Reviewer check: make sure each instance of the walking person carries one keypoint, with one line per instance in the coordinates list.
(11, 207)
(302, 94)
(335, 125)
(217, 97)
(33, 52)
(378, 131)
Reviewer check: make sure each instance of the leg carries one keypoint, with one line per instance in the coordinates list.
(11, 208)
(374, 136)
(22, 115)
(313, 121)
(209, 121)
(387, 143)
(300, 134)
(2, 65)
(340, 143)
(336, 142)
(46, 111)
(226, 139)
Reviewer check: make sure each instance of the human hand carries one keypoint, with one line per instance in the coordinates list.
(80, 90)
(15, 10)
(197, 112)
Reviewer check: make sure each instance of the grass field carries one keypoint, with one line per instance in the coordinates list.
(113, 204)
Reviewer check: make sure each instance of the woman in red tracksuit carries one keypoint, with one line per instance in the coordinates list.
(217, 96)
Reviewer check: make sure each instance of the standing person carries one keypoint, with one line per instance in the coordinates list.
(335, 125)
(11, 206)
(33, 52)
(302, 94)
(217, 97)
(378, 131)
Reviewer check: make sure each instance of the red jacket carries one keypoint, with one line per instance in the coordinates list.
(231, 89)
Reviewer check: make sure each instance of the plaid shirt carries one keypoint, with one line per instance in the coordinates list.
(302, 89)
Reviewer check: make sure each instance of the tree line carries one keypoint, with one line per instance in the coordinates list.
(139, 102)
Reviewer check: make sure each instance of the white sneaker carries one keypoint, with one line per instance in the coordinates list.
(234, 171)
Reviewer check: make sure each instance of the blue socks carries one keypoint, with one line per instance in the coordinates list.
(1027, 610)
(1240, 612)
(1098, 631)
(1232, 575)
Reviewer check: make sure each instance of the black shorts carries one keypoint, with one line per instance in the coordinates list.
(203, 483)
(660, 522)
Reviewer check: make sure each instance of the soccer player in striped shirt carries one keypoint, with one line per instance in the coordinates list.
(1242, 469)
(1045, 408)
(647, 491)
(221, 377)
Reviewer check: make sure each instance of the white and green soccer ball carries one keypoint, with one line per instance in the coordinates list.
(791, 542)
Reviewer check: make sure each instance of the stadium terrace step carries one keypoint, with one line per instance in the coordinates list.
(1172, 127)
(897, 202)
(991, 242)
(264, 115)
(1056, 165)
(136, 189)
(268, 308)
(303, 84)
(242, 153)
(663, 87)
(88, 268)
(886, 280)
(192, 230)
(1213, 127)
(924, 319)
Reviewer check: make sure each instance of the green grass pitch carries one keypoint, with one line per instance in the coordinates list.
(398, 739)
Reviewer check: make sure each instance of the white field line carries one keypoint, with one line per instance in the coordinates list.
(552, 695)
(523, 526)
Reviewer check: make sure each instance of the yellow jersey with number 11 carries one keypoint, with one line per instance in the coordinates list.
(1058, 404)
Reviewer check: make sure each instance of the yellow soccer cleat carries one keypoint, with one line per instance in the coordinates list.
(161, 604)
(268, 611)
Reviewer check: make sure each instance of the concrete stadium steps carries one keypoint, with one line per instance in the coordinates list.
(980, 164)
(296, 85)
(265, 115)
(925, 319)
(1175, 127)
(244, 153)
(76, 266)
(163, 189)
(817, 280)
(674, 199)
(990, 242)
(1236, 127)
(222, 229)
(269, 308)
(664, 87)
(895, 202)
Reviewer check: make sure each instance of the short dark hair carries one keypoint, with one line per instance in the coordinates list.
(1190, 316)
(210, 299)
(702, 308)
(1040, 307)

════════════════════

* [Task statement]:
Output the records in full. Match them exactly.

* [Output for this exercise]:
Reviewer check: make sure each instance of the walking person carries one keypoint, with one line per instance in the coordinates list.
(11, 207)
(302, 94)
(335, 125)
(217, 97)
(33, 52)
(378, 131)
Reviewer check: make sure each instance of the leg carries one keypoint, with one line per instance in the coordinates list.
(11, 208)
(374, 136)
(22, 115)
(313, 121)
(209, 121)
(387, 143)
(300, 134)
(2, 65)
(340, 143)
(336, 142)
(46, 111)
(226, 139)
Reviewer check: make sure each instance of the human hand carries one keypoint, with one line per instance in the coordinates list.
(80, 90)
(15, 10)
(197, 112)
Reviewer check: make sure each instance of the grass field carries one keypoint, with one line per instance in the coordinates list.
(113, 204)
Reviewer check: make sure each instance of the woman in red tracksuit carries one keypoint, with one line per instance in the coordinates list.
(217, 96)
Reviewer check: make sure each instance of the standing person carries one keypoint, with one line per instance in the coordinates list.
(335, 125)
(11, 206)
(33, 52)
(302, 94)
(217, 97)
(378, 131)
Reviewer check: make sure each instance of the red jacket carries one keypoint, with one line per instance in the coordinates list.
(231, 89)
Reviewer check: make sure each instance of the plaid shirt carries one keypoint, with one line per instance in the coordinates list.
(302, 89)
Reviewer check: make sure each instance of the tree line carries one keypoint, with one line per instance in the coordinates list.
(139, 102)
Reviewer check: make sure each instance of the white sneaker carries one keypoint, with one line per instance in the coordinates list.
(234, 171)
Reviewer check: make sure each instance of the blue socks carries one keypoint, with one line per instance in the coordinates list.
(1027, 610)
(1240, 612)
(1098, 631)
(1232, 575)
Reviewer check: make sure each instance of the black shorts carries one keypoint, with one line per instance in the coordinates list.
(203, 483)
(660, 522)
Reviewer check: make sure each instance of the soccer player in striped shirt carries one keypoint, with one line per instance in the coordinates list.
(1242, 469)
(1045, 408)
(647, 491)
(221, 377)
Reviewer check: make sure each instance of the white and green soccer ball carries one keypoint, with one line per instance in the coordinates list.
(791, 542)
Reviewer check: make sure each instance of the stadium terrace step carries one keypoint, with one line per instance in the coordinates list.
(1172, 127)
(897, 202)
(991, 242)
(264, 115)
(1056, 165)
(136, 189)
(268, 308)
(303, 84)
(242, 153)
(663, 87)
(88, 268)
(886, 280)
(192, 230)
(1213, 127)
(924, 319)
Reviewer check: make sure each instance of the green grass pitch carries one keypoint, with one line per instance in the coordinates list.
(398, 739)
Reviewer check: make sure each instance of the white field line carries one keypoint, with one line per instance in the coordinates list.
(552, 695)
(523, 526)
Reviewer check: make sure each instance of the yellow jersey with number 11 carries one keypoint, with one line per instance in the coordinates list.
(1058, 404)
Reviewer check: make sure each instance of the yellow soccer cleat carries one keypoint, with one line per instance in the coordinates list.
(161, 604)
(268, 611)
Reviewer check: make sure each instance of the concrete stadium steps carries one keypoint, with one line per instance in the coordinates list.
(980, 164)
(296, 85)
(265, 115)
(925, 319)
(1175, 127)
(244, 153)
(76, 266)
(163, 189)
(817, 280)
(674, 199)
(990, 242)
(1236, 127)
(222, 229)
(269, 308)
(664, 87)
(895, 202)
Reviewer check: make sure each instance of the short dark hair carries one keypoint, with one line per instance in the coordinates list.
(1190, 316)
(210, 299)
(702, 308)
(1040, 307)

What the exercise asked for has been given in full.